Task to carry out
Write out the material below word for word, starting at the line that contains "Objective — for every instance of the white" and continuing down through the last line of the material.

Records of labeled points:
----------------------------------------

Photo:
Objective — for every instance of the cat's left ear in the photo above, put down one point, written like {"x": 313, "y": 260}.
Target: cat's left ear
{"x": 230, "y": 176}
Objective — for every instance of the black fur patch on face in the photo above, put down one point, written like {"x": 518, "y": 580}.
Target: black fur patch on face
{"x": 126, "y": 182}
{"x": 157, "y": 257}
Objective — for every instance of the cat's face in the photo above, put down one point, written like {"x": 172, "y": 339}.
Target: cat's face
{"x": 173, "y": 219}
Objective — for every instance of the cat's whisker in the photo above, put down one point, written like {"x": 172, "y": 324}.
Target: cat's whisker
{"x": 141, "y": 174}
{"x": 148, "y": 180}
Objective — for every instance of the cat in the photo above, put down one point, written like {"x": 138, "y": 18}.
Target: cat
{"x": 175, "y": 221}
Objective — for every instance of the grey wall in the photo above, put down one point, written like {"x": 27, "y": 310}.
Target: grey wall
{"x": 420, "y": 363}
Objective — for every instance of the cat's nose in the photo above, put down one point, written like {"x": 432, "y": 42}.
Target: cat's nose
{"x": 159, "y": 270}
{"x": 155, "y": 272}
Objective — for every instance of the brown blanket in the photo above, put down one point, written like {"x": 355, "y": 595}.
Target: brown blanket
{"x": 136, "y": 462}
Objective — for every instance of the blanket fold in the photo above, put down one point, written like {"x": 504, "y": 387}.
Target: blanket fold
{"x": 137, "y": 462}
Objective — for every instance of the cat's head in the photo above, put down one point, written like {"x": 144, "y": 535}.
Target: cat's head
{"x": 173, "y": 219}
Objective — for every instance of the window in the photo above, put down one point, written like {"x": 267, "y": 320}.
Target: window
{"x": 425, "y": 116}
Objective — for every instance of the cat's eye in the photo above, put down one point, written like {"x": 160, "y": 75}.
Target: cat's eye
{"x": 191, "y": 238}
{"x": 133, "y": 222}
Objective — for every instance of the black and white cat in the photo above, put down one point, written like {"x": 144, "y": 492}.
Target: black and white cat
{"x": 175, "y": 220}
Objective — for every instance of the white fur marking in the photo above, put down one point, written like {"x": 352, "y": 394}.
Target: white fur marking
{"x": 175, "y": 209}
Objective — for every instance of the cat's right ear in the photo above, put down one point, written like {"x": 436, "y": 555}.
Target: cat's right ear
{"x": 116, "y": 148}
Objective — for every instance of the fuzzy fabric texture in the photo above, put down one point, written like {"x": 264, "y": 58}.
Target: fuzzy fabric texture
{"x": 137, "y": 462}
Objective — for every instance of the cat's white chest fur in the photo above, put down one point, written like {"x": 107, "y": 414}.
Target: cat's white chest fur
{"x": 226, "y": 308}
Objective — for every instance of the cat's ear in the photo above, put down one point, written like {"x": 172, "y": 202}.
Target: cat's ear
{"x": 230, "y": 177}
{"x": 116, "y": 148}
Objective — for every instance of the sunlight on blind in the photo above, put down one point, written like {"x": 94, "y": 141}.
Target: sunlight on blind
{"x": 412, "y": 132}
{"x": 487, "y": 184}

----------------------------------------

Output of the exercise
Objective — for every instance of the white fur marking in the photo above, put down one point, written like {"x": 352, "y": 394}.
Target: white fur marking
{"x": 175, "y": 209}
Objective — for every instance of the cat's right ear in the photo above, put down one point, written like {"x": 436, "y": 555}.
Target: cat's right ear
{"x": 116, "y": 148}
Objective — for every instance of the fuzzy fabric texture in the photo above, put down one point, written like {"x": 264, "y": 58}.
Target: fuzzy fabric texture
{"x": 137, "y": 462}
Objective — for every instance of the cat's white chest fur in the photo above, put down one point, written like {"x": 107, "y": 414}.
Target: cat's white chest fur
{"x": 226, "y": 308}
Objective — for every instance of the cat's ear in the photo above, put down one point, written like {"x": 172, "y": 202}.
Target: cat's ear
{"x": 230, "y": 177}
{"x": 116, "y": 148}
Objective — for every instance of the sunlight on blind in the photo above, put down one point, written like {"x": 94, "y": 141}.
Target: sunlight on blind
{"x": 412, "y": 132}
{"x": 487, "y": 184}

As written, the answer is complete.